▶ [SOAL YANG DIBERIKAN 1] Menurut teks tentang apophenia, siapa yang menciptakan istilah “apophänie”?
▶ [SOAL YANG DIBERIKAN 2] Geser koordinat kotak pembatas pada jawaban dalam daftar dengan menambahkan -23 ke setiap angkanya, lalu tulis ulang hanya bagian daftar dari awal hingga baris yang memuat "[157, 101, 180, 113]", kedua ujungnya termasuk, beserta permintaannya. Jangan sertakan gambar dalam jawaban.

Disadari atau tidak, kita cenderung suka menghubungkan titik-titik, bukan? Kita juga cenderung percaya sesuatu terjadi karena sebab tertentu.
Apakah itu situasi atau objek, selalu ada keinginan menemukan hubungan dan menyimpulkan sesuatu. Pada dasarnya, kita ingin menemukan pola dalam keacakan.
Imajinasi sedang bekerja ketika kita menatap langit dan melihat gambaran pola hewan pada awan. Ini bukan sesauatu yang buruk atau salah. Tapi, kadang-kadang bisa menyesatkan.
Kecenderungan untuk menemukan pola ketika sebenarnya tidak ada, disebut apophenia (apofenia).
Istilah ini berasal dari kata Jerman “apophänie” yang diciptakan oleh psikiater Klaus Conrad dalam publikasi tahun 1958 tentang tahap awal skizofrenia.
Dia mendefinisikannya sebagai “melihat adanya hubungan [disertai] perasaan khusus tentang kebermaknaan abnormal”.
Apophenia menyiratkan kecenderungan manusia untuk mencari pola dalam informasi acak, seperti perjudian.
Penjelasan Apophenia
Hal ini tidak terbatas pada melihat bentuk di tempat-tempat yang tak terduga, tapi juga termasuk melihat pola pada data acak.
Bahkan menghubungkan kejadian tertentu dalam hidup tanpa alasan yang nyata, dapat menjadi kasus apophenia.
Apophenia dianggap sebagai berkah sekaligus kutukan. Hal ini karena kecenderungan ini membuat kita bisa mengeksplorasi hal-hal baru, tapi kadang-kadang dapat menyesatkan.
Kondisi ini berasal dari kenyataan bahwa manusia selalu mencari makna dalam kehidupan. Dengan kata lain, kita lazim percaya segala sesuatu terjadi karena suatu alasan.
Ketika seseorang melihat pola meskipun tidak ada, hal itu disebut “false positive” atau “type I error” dalam konteks statistik.
Menurut psikolog evolusioner, apophenia bukanlah kesalahan dalam kognisi, melainkan terkait dengan rancangan otak.

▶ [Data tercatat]

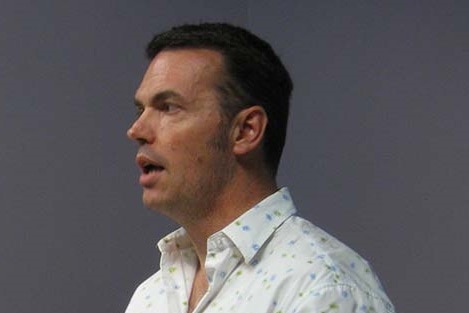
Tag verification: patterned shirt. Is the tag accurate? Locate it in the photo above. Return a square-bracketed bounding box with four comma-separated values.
[126, 188, 394, 313]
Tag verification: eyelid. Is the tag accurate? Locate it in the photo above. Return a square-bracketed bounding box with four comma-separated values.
[157, 101, 180, 113]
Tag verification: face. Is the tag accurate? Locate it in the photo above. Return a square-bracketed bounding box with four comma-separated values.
[128, 49, 233, 223]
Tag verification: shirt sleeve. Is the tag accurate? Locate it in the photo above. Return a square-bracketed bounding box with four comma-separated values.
[284, 285, 395, 313]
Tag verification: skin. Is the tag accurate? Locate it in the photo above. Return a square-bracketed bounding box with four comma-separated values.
[127, 49, 277, 312]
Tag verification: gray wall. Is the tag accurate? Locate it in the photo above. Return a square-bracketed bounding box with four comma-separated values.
[0, 0, 469, 313]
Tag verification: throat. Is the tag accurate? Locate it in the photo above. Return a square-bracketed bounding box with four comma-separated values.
[188, 265, 208, 313]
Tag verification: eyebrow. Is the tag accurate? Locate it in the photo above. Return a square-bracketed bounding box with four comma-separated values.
[134, 90, 183, 108]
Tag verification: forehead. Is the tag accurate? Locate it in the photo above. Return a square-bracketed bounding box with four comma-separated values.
[135, 49, 223, 99]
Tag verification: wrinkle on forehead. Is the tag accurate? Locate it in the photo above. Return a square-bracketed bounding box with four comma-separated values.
[136, 49, 223, 103]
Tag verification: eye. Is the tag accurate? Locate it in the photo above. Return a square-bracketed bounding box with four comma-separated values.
[135, 107, 145, 117]
[158, 102, 179, 113]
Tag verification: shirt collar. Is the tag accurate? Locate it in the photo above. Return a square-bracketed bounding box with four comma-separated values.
[158, 187, 296, 263]
[220, 187, 296, 263]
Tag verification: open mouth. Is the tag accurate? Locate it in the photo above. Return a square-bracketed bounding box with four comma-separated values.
[142, 164, 163, 174]
[137, 155, 164, 174]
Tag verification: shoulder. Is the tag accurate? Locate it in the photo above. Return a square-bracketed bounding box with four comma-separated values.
[125, 271, 165, 313]
[249, 216, 393, 312]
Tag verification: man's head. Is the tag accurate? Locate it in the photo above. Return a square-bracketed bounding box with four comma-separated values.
[147, 23, 293, 176]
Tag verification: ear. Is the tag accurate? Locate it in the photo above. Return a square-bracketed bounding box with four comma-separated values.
[231, 105, 268, 156]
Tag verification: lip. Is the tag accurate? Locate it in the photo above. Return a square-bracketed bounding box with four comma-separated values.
[135, 153, 165, 188]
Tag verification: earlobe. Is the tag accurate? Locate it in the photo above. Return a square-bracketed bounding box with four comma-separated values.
[232, 106, 268, 156]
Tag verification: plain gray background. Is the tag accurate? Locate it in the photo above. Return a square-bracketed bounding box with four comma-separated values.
[0, 0, 469, 313]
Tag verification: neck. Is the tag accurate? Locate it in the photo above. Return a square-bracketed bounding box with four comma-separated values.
[181, 171, 278, 266]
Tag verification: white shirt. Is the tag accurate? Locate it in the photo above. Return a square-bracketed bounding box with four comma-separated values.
[126, 188, 394, 313]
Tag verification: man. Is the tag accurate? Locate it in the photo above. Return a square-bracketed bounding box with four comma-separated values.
[126, 23, 394, 313]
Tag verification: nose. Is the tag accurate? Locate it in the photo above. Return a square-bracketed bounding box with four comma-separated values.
[127, 116, 154, 145]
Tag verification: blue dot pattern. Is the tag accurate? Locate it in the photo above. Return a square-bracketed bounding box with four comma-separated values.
[125, 188, 395, 313]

▶ [JAWABAN SOAL 1] Istilah itu diciptakan oleh psikiater Klaus Conrad.

▶ [JAWABAN SOAL 2]
Tag verification: patterned shirt. Is the tag accurate? Locate it in the photo above. Return a square-bracketed bounding box with four comma-separated values.
[103, 165, 371, 290]
Tag verification: eyelid. Is the tag accurate? Locate it in the photo above. Return a square-bracketed bounding box with four comma-separated values.
[134, 78, 157, 90]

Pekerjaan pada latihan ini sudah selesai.